[Stored data]
•••

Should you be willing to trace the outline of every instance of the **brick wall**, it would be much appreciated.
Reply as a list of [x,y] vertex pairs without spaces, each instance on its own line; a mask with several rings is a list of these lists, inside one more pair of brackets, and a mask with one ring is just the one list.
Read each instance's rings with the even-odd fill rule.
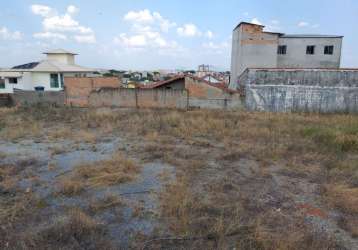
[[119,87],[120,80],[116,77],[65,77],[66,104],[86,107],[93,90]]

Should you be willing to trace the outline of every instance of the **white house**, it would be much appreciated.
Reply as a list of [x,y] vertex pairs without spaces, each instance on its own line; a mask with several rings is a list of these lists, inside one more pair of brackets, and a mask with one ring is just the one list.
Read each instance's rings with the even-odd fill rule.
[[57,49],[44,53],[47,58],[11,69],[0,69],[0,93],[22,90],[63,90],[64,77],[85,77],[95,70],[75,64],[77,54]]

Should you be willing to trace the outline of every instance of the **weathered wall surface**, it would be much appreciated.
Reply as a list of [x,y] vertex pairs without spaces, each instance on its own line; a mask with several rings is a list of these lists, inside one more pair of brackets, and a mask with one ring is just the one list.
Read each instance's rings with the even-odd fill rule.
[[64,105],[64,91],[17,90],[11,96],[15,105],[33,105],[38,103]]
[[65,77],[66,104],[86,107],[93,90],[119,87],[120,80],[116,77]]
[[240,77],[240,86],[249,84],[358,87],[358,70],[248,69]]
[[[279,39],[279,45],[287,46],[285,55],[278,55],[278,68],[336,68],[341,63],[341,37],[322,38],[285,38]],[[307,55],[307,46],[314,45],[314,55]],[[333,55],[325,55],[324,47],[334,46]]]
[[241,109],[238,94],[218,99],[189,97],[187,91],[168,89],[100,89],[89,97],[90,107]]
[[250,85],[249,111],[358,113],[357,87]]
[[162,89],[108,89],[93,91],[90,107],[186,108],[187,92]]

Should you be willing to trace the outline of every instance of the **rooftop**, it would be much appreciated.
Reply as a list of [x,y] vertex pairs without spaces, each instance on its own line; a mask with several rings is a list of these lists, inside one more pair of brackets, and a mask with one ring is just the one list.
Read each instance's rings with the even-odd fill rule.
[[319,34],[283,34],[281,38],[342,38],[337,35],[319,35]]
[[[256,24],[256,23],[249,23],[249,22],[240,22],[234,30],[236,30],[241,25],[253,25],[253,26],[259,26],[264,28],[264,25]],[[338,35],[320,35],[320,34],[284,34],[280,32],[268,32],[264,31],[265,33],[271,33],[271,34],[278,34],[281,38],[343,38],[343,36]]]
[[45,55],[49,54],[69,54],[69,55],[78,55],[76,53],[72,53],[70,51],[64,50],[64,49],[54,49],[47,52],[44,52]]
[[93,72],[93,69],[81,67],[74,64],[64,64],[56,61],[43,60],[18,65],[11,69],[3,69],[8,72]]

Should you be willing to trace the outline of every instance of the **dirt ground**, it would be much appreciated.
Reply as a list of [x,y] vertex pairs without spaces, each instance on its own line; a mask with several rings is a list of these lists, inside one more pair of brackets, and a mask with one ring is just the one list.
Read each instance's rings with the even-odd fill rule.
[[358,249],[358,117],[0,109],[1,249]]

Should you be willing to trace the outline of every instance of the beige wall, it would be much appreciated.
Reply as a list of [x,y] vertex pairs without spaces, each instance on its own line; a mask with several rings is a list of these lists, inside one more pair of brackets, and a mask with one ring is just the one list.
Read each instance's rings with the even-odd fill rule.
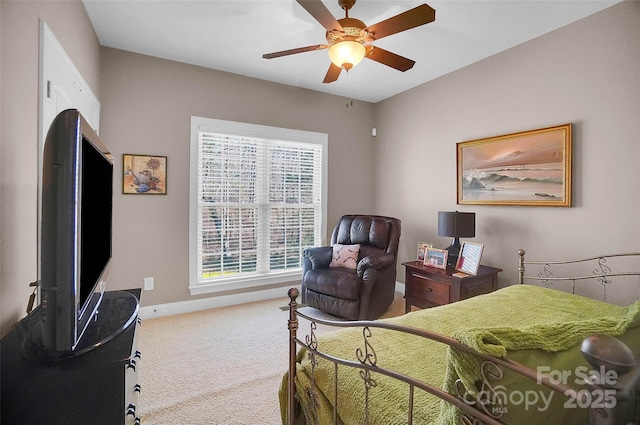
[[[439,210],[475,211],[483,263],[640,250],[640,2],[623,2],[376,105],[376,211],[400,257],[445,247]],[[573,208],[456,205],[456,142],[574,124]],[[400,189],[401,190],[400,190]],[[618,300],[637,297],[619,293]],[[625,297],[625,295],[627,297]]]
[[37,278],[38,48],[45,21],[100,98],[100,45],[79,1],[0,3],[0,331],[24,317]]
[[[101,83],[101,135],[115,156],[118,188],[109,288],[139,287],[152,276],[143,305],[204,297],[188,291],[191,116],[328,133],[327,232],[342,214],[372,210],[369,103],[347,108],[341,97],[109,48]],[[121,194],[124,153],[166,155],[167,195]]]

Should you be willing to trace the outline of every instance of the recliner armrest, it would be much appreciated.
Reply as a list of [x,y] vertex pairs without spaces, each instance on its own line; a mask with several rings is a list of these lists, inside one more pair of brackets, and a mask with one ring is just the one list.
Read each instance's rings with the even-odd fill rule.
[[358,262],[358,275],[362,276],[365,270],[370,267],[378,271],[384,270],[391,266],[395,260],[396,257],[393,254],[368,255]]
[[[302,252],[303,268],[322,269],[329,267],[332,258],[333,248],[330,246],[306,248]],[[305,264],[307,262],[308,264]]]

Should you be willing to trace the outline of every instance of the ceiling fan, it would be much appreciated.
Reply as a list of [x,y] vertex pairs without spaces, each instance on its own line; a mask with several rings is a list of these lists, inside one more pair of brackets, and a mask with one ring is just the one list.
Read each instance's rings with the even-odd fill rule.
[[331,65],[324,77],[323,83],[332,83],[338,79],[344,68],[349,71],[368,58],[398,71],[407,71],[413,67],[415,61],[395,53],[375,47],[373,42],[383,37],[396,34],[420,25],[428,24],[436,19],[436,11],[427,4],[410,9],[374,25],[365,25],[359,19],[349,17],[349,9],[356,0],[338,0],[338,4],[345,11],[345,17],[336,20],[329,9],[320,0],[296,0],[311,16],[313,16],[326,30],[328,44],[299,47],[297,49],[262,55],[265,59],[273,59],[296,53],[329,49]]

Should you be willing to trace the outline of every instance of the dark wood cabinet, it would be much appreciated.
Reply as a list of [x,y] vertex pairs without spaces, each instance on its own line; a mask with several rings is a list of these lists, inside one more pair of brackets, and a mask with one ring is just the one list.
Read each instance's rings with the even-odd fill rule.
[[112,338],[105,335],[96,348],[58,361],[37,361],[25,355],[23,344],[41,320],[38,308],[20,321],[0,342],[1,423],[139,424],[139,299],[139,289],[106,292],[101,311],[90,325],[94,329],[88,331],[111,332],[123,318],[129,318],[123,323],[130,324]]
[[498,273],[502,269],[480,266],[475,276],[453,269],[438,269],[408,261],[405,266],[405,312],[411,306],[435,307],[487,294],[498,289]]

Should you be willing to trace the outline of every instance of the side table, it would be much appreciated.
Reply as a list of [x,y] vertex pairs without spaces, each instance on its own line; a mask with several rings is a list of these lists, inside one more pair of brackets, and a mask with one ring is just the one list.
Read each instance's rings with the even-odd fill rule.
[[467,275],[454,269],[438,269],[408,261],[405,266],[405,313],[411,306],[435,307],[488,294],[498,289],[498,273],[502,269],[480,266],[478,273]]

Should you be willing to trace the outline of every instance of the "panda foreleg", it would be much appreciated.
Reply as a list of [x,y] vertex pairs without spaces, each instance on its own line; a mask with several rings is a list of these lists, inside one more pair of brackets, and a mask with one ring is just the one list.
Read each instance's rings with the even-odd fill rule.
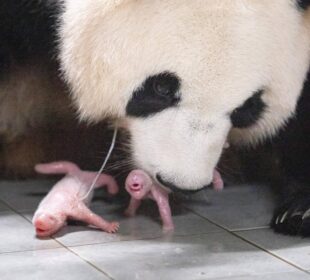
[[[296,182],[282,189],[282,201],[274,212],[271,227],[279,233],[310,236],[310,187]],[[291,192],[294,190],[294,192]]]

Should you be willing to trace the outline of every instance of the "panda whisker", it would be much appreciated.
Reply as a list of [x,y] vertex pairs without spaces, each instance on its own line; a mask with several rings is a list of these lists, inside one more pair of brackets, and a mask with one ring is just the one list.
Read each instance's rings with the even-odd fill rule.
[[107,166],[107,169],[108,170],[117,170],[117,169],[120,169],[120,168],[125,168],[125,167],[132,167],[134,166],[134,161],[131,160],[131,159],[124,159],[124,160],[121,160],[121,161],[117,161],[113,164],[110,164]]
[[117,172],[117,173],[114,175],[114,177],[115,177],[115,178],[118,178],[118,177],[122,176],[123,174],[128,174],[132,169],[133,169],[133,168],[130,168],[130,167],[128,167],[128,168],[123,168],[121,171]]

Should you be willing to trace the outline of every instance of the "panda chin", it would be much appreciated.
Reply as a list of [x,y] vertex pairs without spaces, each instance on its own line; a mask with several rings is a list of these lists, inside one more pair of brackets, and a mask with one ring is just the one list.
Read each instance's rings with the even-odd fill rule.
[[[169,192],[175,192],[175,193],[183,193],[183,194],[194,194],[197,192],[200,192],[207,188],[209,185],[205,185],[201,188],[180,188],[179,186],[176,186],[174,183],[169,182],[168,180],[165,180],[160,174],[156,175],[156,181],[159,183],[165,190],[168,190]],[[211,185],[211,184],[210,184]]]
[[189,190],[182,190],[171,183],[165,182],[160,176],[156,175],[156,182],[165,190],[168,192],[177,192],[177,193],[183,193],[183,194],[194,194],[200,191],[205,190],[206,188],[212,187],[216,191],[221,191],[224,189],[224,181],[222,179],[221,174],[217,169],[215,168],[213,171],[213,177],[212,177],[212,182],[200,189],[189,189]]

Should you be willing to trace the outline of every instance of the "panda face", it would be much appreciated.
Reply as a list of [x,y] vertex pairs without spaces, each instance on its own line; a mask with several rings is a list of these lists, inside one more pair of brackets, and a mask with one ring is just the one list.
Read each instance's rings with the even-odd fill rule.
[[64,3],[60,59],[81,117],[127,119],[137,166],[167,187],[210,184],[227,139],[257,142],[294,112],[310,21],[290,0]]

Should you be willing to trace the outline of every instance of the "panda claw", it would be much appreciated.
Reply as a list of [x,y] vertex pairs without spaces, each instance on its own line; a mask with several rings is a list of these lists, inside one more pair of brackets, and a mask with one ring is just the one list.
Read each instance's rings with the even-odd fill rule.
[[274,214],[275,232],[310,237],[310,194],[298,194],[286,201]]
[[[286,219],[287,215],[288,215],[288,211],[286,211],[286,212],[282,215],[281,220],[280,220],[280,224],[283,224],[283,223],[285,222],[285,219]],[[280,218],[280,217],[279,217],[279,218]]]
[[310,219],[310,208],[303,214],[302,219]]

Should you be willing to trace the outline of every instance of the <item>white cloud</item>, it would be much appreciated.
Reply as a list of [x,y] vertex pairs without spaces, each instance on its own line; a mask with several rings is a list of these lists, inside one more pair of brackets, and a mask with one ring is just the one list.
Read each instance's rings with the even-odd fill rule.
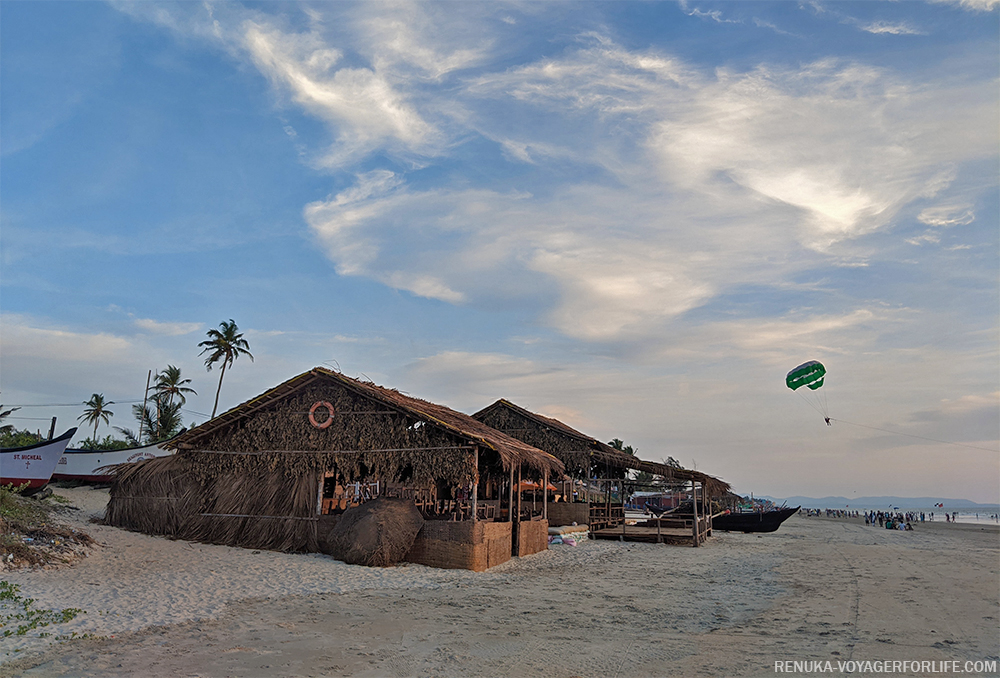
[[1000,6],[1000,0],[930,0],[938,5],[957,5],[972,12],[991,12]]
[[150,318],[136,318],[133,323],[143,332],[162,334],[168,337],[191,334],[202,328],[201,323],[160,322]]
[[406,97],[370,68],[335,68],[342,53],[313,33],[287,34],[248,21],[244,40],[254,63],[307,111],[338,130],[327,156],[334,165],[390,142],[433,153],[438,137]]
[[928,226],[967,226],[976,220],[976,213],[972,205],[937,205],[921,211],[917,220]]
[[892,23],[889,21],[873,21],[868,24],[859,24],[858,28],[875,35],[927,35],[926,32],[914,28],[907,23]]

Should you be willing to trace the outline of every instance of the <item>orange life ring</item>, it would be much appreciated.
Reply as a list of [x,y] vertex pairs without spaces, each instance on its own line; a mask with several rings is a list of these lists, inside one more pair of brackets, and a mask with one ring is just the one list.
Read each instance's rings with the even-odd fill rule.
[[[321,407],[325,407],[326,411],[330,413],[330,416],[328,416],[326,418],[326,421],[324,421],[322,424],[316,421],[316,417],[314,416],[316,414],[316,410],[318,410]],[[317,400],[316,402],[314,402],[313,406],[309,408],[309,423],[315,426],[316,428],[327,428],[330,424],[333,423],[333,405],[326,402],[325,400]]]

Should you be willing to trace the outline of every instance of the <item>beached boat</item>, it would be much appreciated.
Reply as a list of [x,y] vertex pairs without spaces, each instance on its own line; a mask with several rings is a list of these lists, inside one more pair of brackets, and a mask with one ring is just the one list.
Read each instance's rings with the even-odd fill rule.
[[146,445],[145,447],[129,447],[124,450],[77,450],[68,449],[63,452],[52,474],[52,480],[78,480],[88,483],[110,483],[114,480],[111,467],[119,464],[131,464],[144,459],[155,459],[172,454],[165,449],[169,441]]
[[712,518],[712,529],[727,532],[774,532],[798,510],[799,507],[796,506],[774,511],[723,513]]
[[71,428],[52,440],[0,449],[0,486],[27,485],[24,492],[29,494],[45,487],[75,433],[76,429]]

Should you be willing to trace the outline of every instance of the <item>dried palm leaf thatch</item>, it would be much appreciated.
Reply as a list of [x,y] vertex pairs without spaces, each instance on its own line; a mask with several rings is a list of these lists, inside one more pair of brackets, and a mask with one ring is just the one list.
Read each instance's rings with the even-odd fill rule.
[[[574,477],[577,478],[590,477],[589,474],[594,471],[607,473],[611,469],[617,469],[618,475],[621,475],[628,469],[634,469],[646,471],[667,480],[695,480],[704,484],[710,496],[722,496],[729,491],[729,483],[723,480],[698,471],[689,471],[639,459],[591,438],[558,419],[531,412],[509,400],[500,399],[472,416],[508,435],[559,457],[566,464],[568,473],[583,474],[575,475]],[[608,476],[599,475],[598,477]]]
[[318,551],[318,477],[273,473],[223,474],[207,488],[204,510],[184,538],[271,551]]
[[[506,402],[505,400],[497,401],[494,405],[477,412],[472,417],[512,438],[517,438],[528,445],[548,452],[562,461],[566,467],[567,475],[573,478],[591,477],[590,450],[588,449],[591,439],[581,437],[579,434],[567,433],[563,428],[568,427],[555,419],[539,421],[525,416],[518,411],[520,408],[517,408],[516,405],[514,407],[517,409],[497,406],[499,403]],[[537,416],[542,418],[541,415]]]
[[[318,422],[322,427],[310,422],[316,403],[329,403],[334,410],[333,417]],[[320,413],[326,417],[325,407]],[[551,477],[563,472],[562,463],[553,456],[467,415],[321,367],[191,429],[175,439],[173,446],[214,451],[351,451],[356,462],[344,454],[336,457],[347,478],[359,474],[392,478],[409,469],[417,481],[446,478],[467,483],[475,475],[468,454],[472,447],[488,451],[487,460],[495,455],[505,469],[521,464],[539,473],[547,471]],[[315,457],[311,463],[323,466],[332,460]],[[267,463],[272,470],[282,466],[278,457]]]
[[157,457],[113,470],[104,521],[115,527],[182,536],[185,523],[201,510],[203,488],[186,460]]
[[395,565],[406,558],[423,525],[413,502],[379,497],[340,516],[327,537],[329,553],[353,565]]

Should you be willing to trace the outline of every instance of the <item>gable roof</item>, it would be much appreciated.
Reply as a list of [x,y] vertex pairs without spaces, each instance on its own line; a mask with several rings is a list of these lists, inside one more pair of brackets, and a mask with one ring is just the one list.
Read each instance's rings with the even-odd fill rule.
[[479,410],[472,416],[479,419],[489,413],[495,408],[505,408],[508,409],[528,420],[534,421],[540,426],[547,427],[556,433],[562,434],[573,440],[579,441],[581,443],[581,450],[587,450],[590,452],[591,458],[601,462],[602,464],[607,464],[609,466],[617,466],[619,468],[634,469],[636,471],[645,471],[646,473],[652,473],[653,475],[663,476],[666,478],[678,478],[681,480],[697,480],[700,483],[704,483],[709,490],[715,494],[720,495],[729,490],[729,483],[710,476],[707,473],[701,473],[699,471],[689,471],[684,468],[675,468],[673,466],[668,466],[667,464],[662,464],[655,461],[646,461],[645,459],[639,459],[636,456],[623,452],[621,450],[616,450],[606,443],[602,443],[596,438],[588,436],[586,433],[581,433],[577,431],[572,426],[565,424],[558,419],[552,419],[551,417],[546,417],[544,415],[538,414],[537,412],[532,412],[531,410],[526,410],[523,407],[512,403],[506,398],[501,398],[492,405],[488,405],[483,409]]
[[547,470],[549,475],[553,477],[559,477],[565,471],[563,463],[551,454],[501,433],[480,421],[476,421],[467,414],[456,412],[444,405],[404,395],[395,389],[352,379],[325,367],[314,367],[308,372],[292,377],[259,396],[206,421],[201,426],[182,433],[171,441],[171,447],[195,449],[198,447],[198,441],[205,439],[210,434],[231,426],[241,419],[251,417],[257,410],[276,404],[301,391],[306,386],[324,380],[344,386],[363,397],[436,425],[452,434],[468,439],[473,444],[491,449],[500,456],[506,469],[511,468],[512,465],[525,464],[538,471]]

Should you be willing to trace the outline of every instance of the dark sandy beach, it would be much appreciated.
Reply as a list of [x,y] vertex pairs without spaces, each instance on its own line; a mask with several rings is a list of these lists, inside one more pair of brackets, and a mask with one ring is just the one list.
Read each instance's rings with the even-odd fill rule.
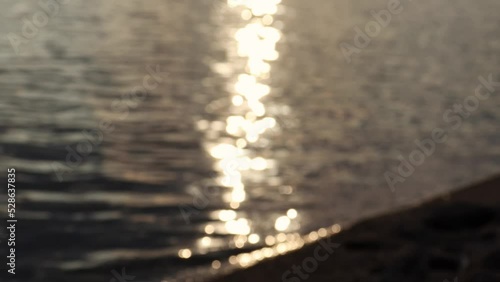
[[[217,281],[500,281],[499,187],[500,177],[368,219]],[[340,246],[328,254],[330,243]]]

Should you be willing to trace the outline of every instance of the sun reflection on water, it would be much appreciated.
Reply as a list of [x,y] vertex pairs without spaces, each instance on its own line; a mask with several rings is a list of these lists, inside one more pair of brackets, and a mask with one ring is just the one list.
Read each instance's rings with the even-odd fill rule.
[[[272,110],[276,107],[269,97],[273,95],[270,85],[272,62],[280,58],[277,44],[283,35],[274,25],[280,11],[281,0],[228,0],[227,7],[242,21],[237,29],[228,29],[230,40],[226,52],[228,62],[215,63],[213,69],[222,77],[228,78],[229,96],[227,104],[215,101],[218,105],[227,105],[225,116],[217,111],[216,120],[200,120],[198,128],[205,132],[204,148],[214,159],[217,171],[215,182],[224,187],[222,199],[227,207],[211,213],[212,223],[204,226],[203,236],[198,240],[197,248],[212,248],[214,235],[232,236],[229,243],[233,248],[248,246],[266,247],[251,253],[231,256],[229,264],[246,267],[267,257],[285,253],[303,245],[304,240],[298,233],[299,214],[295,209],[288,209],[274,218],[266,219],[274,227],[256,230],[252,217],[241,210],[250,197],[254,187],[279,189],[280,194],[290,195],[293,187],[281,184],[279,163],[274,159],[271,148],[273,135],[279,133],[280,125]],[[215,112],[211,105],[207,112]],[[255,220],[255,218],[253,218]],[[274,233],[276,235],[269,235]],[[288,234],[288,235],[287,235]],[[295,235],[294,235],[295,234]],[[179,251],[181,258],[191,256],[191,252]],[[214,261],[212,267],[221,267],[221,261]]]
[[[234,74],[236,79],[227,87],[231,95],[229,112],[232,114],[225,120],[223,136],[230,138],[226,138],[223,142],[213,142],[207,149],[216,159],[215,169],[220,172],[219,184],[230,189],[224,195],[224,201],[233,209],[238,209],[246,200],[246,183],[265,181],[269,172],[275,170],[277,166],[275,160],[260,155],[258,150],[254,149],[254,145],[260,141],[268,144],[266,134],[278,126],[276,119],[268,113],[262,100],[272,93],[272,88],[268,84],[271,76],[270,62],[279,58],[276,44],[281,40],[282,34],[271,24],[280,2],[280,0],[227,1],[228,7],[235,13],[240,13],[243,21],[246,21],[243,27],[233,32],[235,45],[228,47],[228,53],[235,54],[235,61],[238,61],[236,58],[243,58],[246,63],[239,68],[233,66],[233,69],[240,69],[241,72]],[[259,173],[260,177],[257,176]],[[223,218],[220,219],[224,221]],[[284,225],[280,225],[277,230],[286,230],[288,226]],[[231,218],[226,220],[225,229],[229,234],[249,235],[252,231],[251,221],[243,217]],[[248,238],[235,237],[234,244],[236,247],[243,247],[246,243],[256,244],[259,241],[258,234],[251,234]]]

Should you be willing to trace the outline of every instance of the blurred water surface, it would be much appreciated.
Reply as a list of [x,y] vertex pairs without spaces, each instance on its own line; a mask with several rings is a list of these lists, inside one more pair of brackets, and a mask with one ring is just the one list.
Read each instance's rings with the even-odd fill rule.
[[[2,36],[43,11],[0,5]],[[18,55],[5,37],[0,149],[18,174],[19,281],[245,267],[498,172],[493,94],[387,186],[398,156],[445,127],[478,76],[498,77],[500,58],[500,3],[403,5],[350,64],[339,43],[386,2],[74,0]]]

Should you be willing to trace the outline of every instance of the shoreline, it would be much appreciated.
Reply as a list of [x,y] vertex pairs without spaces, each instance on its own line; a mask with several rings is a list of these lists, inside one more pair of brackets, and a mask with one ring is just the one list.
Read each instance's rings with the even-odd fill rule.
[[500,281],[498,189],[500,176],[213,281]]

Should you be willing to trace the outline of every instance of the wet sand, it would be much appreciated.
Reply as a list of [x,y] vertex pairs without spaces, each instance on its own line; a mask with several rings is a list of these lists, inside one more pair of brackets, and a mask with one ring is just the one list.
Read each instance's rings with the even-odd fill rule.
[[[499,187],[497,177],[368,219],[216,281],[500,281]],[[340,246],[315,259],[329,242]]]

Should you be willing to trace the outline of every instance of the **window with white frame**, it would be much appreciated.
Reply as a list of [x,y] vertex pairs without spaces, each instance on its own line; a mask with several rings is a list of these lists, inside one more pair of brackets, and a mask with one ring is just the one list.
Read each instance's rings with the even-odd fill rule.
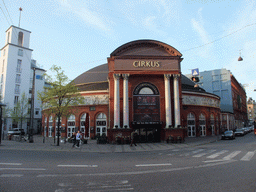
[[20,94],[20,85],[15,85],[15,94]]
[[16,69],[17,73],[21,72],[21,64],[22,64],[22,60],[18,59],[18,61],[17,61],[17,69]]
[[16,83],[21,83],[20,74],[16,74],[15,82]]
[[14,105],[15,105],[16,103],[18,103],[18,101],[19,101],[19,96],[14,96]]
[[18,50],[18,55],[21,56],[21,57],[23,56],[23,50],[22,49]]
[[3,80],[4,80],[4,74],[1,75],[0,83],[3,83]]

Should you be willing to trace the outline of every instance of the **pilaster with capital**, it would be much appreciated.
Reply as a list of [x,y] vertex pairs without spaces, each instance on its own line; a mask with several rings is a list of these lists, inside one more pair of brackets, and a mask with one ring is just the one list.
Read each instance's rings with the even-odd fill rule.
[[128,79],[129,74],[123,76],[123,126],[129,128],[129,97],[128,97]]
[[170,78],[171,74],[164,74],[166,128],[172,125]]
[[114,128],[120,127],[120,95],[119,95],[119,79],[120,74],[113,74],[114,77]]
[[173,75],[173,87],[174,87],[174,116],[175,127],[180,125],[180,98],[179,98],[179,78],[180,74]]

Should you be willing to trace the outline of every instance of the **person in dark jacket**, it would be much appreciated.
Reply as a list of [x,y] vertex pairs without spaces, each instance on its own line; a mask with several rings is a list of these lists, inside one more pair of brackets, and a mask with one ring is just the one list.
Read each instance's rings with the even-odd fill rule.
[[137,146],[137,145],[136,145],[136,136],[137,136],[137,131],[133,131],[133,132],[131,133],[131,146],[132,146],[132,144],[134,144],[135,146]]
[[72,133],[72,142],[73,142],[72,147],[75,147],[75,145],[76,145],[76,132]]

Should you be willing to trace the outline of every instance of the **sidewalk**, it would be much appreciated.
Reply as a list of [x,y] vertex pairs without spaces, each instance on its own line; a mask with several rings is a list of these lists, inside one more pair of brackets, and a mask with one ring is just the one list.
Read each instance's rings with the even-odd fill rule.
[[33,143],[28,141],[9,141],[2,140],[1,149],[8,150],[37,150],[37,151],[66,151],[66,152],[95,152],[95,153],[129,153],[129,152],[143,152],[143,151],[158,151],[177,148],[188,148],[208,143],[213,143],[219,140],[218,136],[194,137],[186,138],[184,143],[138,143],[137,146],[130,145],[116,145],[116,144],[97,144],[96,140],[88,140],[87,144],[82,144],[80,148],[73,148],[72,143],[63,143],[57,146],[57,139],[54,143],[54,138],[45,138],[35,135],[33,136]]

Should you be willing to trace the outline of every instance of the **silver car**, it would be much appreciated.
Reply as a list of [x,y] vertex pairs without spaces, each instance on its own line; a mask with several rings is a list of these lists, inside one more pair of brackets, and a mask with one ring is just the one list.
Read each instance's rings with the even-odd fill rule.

•••

INSTRUCTIONS FOR THE TASK: Copy out the lines above that hold the string "dark".

RESPONSE TO THE EXERCISE:
Should you be willing to trace the outline of every instance of the dark wood cabinet, it would be much appreciated.
Should you be willing to trace the outline of every instance of the dark sandy beach, it would be much appreciated.
Should you be willing to trace the outline of every instance of the **person in dark jacket**, it would be much appreciated.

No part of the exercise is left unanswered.